__PROBLEM TO WORK ON__:
Starting at the line of the listing that contains "Mark one point per instance of the blue" and continuing through the end of the listing, change every "barbed wire" to "wire fence". Reproduce those lines with nothing else altered.

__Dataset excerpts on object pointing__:
**********

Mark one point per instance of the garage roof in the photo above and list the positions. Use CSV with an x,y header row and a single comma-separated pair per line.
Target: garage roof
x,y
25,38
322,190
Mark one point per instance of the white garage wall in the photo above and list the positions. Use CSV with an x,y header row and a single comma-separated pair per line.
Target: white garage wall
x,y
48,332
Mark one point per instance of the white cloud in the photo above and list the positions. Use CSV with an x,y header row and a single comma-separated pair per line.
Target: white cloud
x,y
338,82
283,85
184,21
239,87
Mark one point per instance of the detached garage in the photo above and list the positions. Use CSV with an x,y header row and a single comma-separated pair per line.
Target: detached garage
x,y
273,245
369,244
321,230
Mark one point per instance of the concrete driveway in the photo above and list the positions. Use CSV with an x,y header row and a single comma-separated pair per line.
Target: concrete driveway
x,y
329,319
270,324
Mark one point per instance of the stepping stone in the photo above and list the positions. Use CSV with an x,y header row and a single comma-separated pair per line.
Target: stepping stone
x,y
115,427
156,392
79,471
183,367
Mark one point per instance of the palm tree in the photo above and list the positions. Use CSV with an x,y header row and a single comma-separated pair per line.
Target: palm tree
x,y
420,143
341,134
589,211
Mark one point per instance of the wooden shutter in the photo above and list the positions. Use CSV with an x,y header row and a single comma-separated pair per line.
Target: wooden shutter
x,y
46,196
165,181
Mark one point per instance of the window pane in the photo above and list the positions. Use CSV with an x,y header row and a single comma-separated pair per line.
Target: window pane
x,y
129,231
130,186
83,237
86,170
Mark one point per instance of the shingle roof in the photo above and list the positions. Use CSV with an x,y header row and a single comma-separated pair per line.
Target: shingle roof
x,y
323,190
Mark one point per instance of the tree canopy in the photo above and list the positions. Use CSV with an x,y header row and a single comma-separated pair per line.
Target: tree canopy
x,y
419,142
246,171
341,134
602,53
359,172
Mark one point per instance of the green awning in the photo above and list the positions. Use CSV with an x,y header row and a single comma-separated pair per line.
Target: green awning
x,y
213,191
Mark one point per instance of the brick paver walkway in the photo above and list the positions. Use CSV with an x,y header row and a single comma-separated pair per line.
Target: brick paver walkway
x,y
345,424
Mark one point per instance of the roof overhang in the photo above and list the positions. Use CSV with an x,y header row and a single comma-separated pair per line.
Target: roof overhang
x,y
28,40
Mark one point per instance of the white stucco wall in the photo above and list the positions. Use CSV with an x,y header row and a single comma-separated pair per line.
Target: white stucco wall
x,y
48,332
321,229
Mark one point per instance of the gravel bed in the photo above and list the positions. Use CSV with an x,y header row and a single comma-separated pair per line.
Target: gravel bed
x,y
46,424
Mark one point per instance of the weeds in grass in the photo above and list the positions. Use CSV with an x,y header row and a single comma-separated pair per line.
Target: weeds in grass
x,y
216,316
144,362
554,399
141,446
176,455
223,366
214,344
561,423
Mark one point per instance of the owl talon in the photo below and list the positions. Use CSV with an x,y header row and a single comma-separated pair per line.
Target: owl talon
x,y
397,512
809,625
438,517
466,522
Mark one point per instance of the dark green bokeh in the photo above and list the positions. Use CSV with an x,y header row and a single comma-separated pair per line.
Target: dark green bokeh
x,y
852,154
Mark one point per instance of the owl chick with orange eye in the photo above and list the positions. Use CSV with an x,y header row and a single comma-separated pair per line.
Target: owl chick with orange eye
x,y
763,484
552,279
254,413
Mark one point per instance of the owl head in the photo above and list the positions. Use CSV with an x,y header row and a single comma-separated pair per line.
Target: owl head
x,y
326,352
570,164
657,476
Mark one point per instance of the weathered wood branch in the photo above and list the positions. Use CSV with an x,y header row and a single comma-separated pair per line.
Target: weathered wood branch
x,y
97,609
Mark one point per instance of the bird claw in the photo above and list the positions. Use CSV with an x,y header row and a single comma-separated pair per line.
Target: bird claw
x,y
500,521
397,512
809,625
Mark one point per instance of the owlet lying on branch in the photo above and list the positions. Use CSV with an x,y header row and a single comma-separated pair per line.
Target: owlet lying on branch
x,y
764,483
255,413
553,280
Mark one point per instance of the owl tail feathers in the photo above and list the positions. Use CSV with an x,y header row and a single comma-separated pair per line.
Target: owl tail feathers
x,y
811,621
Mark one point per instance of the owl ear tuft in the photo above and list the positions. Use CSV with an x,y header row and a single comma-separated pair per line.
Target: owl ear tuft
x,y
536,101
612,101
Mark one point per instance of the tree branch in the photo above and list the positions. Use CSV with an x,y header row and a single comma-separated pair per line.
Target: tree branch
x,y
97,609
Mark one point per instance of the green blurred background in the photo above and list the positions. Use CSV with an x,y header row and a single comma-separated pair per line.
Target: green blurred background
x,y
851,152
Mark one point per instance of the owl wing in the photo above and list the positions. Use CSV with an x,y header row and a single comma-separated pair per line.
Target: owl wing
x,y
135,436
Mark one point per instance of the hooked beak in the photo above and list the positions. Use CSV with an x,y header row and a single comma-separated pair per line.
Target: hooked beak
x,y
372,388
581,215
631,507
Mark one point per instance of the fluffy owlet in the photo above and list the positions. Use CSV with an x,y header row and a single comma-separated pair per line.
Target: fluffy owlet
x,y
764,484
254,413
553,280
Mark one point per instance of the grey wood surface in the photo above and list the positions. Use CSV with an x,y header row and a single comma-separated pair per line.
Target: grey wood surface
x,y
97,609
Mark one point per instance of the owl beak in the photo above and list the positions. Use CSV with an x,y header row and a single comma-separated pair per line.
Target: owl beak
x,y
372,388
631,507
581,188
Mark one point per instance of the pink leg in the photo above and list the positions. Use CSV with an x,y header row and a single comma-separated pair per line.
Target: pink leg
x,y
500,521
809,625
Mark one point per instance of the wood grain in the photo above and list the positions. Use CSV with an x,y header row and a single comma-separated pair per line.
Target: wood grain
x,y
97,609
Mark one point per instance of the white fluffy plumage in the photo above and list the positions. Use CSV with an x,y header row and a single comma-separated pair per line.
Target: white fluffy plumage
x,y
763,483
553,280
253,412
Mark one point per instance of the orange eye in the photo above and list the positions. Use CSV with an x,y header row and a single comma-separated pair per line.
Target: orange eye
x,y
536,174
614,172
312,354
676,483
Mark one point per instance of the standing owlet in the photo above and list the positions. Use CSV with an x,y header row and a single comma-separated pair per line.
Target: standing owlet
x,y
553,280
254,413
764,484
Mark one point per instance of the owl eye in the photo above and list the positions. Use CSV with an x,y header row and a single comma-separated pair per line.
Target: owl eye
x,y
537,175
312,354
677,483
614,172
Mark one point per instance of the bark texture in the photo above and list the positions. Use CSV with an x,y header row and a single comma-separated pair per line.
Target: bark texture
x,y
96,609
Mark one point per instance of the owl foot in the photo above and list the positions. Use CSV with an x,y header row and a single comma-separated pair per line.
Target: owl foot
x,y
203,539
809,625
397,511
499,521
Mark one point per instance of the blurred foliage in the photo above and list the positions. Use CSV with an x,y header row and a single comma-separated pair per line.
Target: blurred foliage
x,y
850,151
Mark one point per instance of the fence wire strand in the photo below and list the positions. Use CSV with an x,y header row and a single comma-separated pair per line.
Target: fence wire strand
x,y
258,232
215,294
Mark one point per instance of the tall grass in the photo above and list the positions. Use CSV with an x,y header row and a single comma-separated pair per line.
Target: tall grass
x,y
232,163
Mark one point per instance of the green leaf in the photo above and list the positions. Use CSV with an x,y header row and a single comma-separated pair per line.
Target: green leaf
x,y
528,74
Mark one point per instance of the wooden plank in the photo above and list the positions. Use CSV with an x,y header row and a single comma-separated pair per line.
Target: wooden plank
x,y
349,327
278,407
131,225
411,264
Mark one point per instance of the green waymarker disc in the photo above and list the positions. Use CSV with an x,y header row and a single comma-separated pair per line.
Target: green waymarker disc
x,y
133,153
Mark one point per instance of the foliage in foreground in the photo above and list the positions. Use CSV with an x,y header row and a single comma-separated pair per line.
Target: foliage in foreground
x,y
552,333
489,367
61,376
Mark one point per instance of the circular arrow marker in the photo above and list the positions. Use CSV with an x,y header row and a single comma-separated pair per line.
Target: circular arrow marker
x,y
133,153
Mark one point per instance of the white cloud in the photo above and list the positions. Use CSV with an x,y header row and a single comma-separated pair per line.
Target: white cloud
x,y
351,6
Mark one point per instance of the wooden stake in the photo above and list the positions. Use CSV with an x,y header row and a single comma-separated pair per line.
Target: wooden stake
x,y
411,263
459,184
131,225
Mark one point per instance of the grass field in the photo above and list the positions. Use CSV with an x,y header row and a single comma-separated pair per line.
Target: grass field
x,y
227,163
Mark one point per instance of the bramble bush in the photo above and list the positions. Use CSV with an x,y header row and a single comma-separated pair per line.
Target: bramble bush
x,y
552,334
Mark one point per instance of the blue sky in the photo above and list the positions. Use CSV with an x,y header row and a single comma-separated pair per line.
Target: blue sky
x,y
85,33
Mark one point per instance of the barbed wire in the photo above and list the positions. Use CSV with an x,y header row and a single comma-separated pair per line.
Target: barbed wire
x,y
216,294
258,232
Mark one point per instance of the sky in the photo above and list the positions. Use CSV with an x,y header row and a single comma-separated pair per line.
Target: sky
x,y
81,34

**********

__WORKED ANSWER__:
Mark one point per instance of the blue sky in the photo above and list the positions. Use CSV with an x,y header row and a single comma-separated pair per line.
Target: blue sky
x,y
85,33
Mark one point per instance of the wire fence in the photo above and list the positions. Use CSV with an x,y header row and a single comma-separated pair per line.
Target: wire fence
x,y
216,294
258,232
Mark one point per instance of the sky in the photo above and list the positions. Use CSV with an x,y header row and a single comma-separated pair per line.
Target: sky
x,y
81,34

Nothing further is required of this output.